* **Text excerpt**
As summer comes to an end, we help investors plan for the rest of the year with an eight-point plan to improve investment decision-making.
Taking time for reflection
With the pace of the global recovery being brought into question by accelerating COVID-19 cases and surging inflation, the summer break is a good time to reflect on many aspects of our lives and investments are no different. When it comes to evaluating investments, both the outcomes and the process that leads to them are important. It’s good practice to objectively and periodically review previous decisions with a view to refine future decision-making, and tweak portfolios if necessary.
As with every year, significant events may lie ahead that provide both risks and opportunities for financial markets and your portfolio. These tend to be best navigated by investors with clear minds and processes.
In trying to make the best investment decisions, we believe the following eight considerations can help to sharpen your thinking.

* **Provided records**
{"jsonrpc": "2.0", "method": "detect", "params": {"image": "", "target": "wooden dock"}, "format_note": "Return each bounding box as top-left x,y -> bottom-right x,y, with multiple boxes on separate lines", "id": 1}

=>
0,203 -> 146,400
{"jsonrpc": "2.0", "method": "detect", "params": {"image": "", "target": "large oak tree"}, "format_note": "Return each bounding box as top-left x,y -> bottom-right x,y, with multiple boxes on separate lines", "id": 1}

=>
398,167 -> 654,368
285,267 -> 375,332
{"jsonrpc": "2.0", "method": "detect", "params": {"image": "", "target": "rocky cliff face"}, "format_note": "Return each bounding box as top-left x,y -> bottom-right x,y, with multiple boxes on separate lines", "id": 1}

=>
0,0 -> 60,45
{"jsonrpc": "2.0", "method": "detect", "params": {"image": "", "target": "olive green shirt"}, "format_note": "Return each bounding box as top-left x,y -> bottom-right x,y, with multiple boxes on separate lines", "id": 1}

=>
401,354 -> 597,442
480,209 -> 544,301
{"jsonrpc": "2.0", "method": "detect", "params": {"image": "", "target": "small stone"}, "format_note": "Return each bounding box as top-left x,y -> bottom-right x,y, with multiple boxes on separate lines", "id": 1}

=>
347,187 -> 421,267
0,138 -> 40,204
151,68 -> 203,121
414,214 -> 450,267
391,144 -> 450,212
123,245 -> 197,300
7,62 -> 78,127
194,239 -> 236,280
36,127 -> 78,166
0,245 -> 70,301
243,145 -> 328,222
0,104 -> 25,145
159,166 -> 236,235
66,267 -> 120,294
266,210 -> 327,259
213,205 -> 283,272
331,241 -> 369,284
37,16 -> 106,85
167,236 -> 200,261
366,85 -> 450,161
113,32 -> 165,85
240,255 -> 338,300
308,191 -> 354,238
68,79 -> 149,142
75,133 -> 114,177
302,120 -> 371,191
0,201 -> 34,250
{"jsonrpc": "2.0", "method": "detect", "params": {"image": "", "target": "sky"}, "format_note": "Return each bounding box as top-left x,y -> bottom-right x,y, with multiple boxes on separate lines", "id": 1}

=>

* **What you have to do**
Please state what the text on investment planning offers investors to help them plan for the rest of the year.

* **Exercise result**
An eight-point plan to improve investment decision-making.